● What you will do:
The line containing "Would you be so kind as to mark the blue shirt" marks the end: copy exactly every line from the start of the records below up to and including it, leaving out pictures.

Saved entries:
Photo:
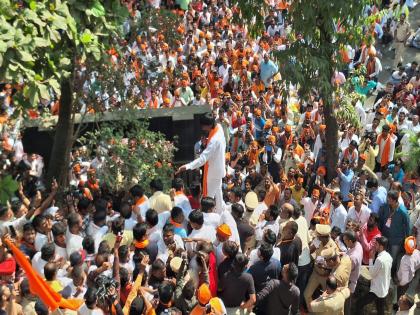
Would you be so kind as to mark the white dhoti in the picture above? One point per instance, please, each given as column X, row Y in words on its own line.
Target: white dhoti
column 214, row 190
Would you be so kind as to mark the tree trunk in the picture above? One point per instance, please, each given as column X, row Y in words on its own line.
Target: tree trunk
column 60, row 155
column 331, row 143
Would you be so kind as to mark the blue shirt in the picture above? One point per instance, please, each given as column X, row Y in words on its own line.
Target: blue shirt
column 398, row 177
column 378, row 199
column 345, row 184
column 396, row 227
column 268, row 70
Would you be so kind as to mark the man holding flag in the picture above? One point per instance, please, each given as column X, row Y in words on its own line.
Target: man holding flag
column 213, row 159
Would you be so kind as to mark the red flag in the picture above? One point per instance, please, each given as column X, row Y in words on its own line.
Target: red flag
column 39, row 286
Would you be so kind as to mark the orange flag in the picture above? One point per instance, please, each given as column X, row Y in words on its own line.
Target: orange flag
column 39, row 287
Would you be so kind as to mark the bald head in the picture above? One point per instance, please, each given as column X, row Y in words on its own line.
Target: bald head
column 287, row 210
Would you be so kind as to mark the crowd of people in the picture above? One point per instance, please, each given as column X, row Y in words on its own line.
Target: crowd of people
column 268, row 229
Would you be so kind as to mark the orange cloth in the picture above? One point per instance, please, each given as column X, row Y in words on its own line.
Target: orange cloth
column 39, row 286
column 224, row 230
column 387, row 148
column 142, row 244
column 206, row 166
column 410, row 245
column 272, row 195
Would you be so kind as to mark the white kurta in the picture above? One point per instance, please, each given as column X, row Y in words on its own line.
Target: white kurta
column 214, row 154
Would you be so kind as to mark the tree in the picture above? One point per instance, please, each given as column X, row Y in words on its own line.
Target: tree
column 130, row 154
column 41, row 46
column 326, row 27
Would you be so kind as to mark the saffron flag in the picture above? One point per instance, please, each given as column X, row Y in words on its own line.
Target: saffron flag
column 39, row 286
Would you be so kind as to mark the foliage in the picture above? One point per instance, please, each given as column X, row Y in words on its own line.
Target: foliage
column 130, row 153
column 8, row 186
column 412, row 157
column 41, row 41
column 160, row 22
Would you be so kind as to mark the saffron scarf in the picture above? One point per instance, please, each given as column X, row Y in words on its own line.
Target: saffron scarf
column 206, row 166
column 142, row 244
column 386, row 150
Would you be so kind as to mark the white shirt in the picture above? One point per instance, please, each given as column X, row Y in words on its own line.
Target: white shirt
column 266, row 225
column 97, row 233
column 206, row 232
column 408, row 266
column 142, row 209
column 163, row 252
column 338, row 217
column 253, row 256
column 180, row 200
column 211, row 219
column 303, row 234
column 214, row 154
column 83, row 310
column 360, row 217
column 154, row 234
column 38, row 263
column 253, row 220
column 380, row 273
column 226, row 217
column 129, row 223
column 73, row 242
column 40, row 240
column 309, row 208
column 61, row 252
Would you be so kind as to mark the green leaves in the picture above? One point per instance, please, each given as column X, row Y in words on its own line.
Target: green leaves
column 86, row 37
column 97, row 9
column 40, row 40
column 25, row 56
column 8, row 186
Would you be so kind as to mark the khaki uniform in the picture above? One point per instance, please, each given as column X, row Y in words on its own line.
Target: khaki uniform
column 319, row 275
column 331, row 304
column 401, row 33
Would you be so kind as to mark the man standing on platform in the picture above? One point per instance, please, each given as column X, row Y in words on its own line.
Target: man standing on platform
column 213, row 159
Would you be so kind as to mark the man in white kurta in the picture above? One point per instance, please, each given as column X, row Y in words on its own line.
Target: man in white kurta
column 214, row 155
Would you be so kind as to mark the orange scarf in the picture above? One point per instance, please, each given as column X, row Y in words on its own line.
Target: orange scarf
column 347, row 155
column 154, row 103
column 140, row 201
column 175, row 224
column 235, row 144
column 206, row 166
column 387, row 148
column 142, row 244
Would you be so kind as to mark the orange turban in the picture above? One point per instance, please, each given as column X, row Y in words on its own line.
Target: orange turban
column 383, row 110
column 410, row 245
column 271, row 138
column 268, row 124
column 204, row 294
column 393, row 128
column 76, row 168
column 321, row 171
column 224, row 230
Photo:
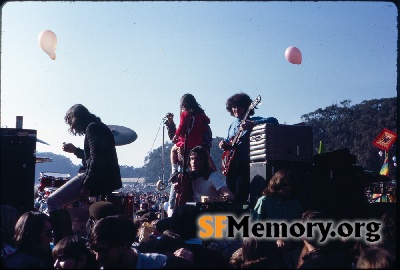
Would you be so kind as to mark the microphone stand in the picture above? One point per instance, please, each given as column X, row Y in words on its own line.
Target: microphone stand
column 163, row 184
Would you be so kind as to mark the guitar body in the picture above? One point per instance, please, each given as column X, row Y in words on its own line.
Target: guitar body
column 229, row 154
column 226, row 159
column 186, row 192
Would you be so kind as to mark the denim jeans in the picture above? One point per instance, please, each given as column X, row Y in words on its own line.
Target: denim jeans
column 66, row 194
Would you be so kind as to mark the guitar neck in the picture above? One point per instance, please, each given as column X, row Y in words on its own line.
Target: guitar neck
column 235, row 139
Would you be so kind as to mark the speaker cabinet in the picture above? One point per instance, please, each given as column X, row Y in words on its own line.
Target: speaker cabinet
column 339, row 192
column 18, row 163
column 261, row 173
column 281, row 142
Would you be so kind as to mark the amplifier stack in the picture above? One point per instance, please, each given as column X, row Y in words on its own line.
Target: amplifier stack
column 18, row 161
column 274, row 147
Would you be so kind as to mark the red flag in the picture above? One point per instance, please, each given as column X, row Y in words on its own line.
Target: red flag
column 385, row 139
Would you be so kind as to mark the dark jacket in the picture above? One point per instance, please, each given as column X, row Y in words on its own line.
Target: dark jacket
column 102, row 174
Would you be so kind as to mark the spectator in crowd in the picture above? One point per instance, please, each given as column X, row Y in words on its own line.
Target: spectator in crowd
column 182, row 227
column 377, row 257
column 320, row 255
column 33, row 234
column 205, row 181
column 99, row 210
column 277, row 204
column 9, row 217
column 257, row 253
column 72, row 252
column 111, row 241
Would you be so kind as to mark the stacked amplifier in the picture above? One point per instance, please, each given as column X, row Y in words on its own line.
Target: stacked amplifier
column 274, row 147
column 18, row 161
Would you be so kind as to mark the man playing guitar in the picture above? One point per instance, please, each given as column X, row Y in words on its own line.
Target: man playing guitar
column 237, row 171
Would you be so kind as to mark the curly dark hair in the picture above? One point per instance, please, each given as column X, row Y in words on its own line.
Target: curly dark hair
column 241, row 100
column 75, row 248
column 205, row 169
column 189, row 102
column 78, row 118
column 280, row 178
column 113, row 231
column 29, row 228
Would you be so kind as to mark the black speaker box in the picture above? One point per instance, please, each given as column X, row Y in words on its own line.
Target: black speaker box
column 281, row 142
column 339, row 192
column 261, row 173
column 18, row 163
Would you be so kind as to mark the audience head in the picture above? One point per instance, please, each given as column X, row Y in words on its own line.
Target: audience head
column 389, row 218
column 189, row 103
column 376, row 257
column 99, row 210
column 9, row 217
column 72, row 253
column 199, row 163
column 111, row 239
column 312, row 215
column 33, row 230
column 281, row 183
column 257, row 253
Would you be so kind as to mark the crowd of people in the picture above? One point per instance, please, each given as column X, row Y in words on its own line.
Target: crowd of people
column 148, row 241
column 163, row 230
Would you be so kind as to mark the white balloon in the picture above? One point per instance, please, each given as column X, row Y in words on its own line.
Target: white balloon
column 48, row 42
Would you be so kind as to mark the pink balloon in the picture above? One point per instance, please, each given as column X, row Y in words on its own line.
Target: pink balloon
column 293, row 55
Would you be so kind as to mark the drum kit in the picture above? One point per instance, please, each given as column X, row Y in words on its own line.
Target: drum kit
column 49, row 182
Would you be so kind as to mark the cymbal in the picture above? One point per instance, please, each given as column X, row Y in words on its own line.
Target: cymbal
column 123, row 135
column 43, row 159
column 39, row 140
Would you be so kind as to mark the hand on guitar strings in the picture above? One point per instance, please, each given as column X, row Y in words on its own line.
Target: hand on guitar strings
column 248, row 125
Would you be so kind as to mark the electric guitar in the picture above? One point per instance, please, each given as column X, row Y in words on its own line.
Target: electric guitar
column 186, row 191
column 229, row 154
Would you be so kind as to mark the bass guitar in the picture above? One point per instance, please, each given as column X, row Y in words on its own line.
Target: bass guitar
column 228, row 155
column 185, row 193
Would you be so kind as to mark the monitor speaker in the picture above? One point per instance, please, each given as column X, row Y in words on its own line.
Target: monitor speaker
column 261, row 173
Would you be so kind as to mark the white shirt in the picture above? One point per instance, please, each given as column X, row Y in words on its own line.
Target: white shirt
column 210, row 187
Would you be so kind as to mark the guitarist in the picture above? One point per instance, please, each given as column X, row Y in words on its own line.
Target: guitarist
column 238, row 175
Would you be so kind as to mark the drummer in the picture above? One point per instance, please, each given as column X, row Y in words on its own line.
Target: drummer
column 101, row 175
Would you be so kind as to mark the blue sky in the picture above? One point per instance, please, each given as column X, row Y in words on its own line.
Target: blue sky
column 130, row 62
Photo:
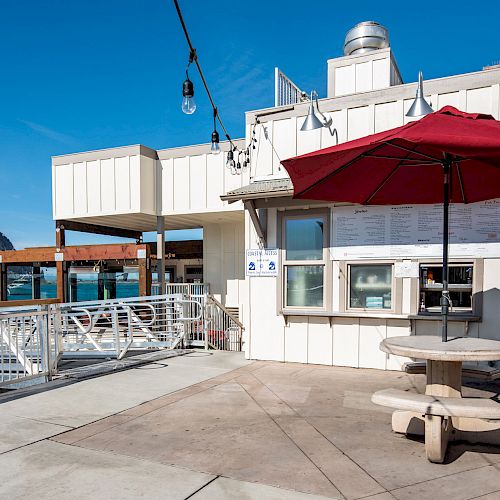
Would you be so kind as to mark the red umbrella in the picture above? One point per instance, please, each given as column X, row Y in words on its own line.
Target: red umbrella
column 447, row 156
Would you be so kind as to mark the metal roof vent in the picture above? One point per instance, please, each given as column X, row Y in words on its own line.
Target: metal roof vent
column 365, row 37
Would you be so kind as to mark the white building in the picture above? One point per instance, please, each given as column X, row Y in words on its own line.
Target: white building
column 334, row 298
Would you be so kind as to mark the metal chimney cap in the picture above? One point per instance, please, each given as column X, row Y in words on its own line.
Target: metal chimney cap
column 365, row 37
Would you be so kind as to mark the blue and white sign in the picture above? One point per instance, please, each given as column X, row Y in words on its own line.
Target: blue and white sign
column 262, row 262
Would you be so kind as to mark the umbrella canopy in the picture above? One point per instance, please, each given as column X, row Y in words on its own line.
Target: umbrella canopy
column 405, row 164
column 447, row 156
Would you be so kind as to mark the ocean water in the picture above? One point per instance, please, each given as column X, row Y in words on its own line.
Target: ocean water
column 87, row 290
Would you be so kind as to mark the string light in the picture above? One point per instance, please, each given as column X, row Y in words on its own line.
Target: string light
column 189, row 106
column 215, row 149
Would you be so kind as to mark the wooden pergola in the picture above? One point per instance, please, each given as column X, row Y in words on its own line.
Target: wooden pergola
column 62, row 257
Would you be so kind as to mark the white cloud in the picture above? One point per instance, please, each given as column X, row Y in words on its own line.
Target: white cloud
column 49, row 133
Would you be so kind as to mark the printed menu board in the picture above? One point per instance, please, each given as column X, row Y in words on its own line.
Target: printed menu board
column 415, row 231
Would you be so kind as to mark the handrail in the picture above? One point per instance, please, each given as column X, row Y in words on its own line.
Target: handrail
column 218, row 304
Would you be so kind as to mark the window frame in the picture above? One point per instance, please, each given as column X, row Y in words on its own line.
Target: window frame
column 394, row 290
column 476, row 286
column 325, row 262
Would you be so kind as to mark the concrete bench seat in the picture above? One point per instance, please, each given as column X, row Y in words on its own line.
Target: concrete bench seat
column 441, row 406
column 472, row 371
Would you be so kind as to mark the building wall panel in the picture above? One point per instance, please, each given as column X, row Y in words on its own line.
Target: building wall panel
column 122, row 173
column 285, row 141
column 346, row 342
column 479, row 100
column 296, row 334
column 167, row 185
column 64, row 189
column 108, row 193
column 364, row 76
column 360, row 123
column 181, row 184
column 371, row 333
column 307, row 141
column 94, row 186
column 80, row 187
column 262, row 155
column 319, row 341
column 345, row 80
column 449, row 99
column 198, row 177
column 215, row 180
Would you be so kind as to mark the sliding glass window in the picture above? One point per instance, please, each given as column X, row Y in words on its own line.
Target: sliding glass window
column 304, row 261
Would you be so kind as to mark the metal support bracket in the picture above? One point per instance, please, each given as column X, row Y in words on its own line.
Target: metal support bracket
column 261, row 233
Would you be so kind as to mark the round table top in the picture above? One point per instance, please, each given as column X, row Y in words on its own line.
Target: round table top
column 431, row 347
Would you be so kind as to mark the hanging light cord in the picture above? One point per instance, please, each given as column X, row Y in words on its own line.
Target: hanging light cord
column 193, row 57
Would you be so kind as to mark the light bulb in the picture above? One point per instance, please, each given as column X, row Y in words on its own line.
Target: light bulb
column 230, row 161
column 188, row 105
column 215, row 149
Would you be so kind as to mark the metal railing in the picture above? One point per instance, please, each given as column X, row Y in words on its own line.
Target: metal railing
column 285, row 91
column 33, row 340
column 223, row 330
column 115, row 326
column 27, row 346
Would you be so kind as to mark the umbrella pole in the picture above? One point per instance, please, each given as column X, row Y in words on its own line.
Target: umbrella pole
column 445, row 295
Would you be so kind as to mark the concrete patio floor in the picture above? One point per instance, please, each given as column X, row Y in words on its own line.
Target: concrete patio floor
column 215, row 426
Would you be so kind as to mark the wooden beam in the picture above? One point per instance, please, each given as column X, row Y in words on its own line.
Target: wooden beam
column 3, row 282
column 35, row 287
column 145, row 275
column 60, row 267
column 84, row 227
column 119, row 251
column 35, row 302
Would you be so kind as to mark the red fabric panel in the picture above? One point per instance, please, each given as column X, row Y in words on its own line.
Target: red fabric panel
column 341, row 173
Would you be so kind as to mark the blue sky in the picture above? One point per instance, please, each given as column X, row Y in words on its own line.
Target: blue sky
column 83, row 75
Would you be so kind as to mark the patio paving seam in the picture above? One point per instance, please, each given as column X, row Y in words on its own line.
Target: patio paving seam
column 286, row 434
column 204, row 385
column 487, row 494
column 202, row 487
column 458, row 473
column 319, row 432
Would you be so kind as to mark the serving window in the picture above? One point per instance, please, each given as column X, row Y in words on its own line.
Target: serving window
column 460, row 285
column 305, row 260
column 370, row 286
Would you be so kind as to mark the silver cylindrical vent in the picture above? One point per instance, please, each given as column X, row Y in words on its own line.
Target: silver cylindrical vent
column 365, row 37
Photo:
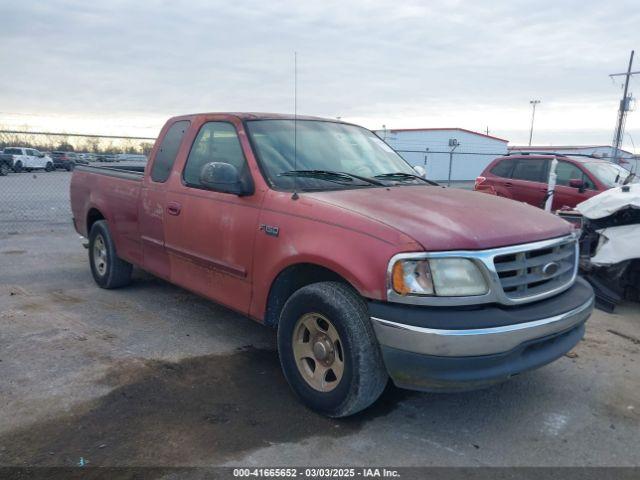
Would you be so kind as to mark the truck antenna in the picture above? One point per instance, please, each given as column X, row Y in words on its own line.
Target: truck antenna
column 295, row 125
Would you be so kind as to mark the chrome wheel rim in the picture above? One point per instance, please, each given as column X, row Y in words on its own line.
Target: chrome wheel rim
column 100, row 255
column 318, row 352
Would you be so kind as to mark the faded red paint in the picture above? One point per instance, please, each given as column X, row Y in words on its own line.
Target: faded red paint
column 214, row 246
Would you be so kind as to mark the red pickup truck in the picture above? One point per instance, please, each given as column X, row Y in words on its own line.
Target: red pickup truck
column 368, row 271
column 524, row 177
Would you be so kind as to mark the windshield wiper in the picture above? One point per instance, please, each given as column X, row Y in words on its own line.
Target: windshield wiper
column 407, row 176
column 630, row 177
column 330, row 175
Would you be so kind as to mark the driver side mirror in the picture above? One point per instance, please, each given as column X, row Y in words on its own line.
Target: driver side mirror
column 224, row 177
column 577, row 183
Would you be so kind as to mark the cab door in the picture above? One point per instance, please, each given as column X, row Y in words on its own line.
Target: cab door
column 152, row 204
column 209, row 234
column 529, row 181
column 565, row 194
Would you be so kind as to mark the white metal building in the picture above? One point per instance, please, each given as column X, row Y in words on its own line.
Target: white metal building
column 430, row 148
column 627, row 159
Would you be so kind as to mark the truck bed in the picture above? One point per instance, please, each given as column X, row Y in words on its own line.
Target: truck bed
column 130, row 172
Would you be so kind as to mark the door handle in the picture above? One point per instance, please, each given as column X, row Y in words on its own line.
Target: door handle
column 174, row 208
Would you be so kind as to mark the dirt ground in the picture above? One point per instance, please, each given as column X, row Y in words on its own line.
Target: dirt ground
column 153, row 375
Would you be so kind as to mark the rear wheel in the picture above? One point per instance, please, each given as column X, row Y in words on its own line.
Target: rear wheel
column 328, row 350
column 109, row 270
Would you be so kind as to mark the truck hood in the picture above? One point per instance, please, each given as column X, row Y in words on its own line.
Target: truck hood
column 449, row 219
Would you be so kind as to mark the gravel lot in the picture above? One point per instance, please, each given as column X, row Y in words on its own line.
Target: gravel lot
column 153, row 375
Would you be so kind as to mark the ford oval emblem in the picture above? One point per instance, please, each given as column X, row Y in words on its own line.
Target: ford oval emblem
column 550, row 269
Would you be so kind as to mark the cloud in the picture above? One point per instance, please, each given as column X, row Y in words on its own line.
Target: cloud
column 400, row 63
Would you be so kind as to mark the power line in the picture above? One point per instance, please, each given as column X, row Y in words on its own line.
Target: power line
column 625, row 104
column 61, row 134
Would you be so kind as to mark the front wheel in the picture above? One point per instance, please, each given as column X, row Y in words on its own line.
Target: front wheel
column 328, row 350
column 109, row 270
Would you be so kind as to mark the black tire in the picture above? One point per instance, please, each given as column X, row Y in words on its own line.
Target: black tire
column 109, row 271
column 364, row 376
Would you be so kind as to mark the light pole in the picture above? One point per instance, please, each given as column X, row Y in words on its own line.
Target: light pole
column 533, row 116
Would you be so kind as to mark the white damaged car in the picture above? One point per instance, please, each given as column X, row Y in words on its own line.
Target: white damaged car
column 29, row 159
column 610, row 244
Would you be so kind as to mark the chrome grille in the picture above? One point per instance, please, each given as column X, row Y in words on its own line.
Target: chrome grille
column 534, row 272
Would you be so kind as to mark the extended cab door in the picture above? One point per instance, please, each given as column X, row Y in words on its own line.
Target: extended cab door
column 152, row 206
column 529, row 181
column 209, row 234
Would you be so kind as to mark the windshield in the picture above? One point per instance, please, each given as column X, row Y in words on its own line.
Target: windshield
column 322, row 147
column 610, row 174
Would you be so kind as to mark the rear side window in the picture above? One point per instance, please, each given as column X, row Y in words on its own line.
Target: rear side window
column 503, row 168
column 216, row 142
column 534, row 170
column 168, row 150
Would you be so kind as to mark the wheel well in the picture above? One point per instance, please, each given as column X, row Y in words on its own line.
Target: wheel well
column 290, row 280
column 92, row 217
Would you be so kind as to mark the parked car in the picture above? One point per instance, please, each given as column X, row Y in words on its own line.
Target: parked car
column 367, row 270
column 29, row 159
column 66, row 160
column 524, row 178
column 6, row 163
column 87, row 157
column 106, row 157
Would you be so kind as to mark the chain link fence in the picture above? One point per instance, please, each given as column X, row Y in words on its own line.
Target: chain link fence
column 37, row 201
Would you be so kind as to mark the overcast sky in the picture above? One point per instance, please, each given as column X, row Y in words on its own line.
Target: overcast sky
column 124, row 67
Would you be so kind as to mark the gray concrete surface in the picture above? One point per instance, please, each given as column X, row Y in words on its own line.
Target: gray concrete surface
column 153, row 375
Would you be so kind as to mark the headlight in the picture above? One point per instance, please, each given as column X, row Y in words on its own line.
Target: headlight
column 447, row 277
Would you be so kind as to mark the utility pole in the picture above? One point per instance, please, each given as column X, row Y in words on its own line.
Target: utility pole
column 625, row 104
column 533, row 116
column 453, row 143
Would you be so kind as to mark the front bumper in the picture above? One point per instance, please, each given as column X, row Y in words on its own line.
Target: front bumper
column 481, row 346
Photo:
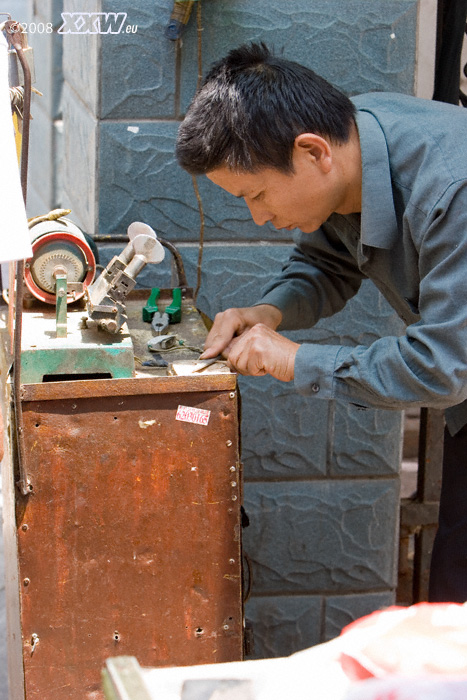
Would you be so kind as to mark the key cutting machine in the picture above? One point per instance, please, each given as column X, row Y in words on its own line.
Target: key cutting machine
column 122, row 487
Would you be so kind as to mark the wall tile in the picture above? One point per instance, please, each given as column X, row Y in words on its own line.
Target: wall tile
column 359, row 45
column 138, row 69
column 49, row 10
column 40, row 167
column 342, row 610
column 283, row 436
column 284, row 625
column 321, row 537
column 366, row 442
column 48, row 67
column 139, row 177
column 79, row 161
column 81, row 64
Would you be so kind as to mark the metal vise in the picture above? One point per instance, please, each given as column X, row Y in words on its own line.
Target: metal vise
column 105, row 298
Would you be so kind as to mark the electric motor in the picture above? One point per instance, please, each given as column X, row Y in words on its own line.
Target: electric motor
column 58, row 246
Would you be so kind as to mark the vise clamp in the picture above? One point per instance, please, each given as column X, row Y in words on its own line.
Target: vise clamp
column 105, row 298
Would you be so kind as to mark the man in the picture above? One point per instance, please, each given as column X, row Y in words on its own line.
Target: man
column 378, row 188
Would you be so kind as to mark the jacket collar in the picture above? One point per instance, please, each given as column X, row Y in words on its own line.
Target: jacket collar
column 378, row 217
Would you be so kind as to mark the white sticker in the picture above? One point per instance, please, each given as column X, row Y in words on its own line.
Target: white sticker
column 193, row 415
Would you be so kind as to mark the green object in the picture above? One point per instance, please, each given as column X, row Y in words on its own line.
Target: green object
column 60, row 305
column 151, row 306
column 173, row 311
column 81, row 352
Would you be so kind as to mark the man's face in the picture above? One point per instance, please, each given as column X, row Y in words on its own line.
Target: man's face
column 302, row 199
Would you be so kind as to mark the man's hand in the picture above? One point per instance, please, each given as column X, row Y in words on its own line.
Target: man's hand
column 233, row 322
column 261, row 350
column 247, row 338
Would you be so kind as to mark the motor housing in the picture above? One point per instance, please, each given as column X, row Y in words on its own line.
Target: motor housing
column 57, row 246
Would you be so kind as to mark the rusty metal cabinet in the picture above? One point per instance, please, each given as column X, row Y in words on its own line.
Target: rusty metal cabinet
column 129, row 542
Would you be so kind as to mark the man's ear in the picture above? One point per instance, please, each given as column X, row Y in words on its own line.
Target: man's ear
column 315, row 148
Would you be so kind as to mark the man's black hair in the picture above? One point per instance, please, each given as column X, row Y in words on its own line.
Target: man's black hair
column 249, row 109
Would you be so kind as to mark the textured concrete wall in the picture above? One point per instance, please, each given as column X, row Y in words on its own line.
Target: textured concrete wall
column 321, row 479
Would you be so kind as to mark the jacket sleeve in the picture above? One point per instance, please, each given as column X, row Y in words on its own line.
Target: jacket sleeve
column 428, row 365
column 317, row 280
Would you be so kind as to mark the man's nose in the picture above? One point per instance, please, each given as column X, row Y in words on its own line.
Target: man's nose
column 258, row 211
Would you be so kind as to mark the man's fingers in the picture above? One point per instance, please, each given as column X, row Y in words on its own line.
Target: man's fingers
column 260, row 351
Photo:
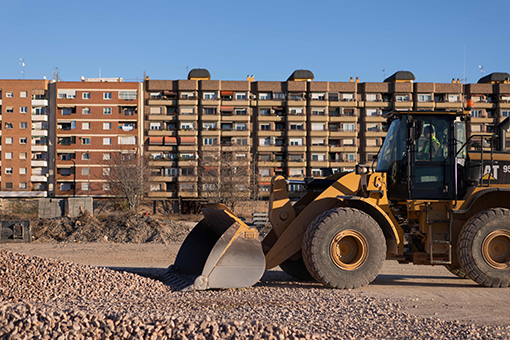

● Task result:
Photo:
Would you be so kind as to mark the white dhoti in the picture above? One point per instance, please, each given as column X, row Y in words on its own line.
Target: white dhoti
column 214, row 190
Would you be so kind as to mark the tree trunk in the picture above? One point per instance, please, each given as column X, row Y in words on its own line.
Target: tree trunk
column 60, row 155
column 331, row 143
Would you be so kind as to mark the blue shirt in the picture above? One point per instance, please, each given as column X, row Y in words on its own line.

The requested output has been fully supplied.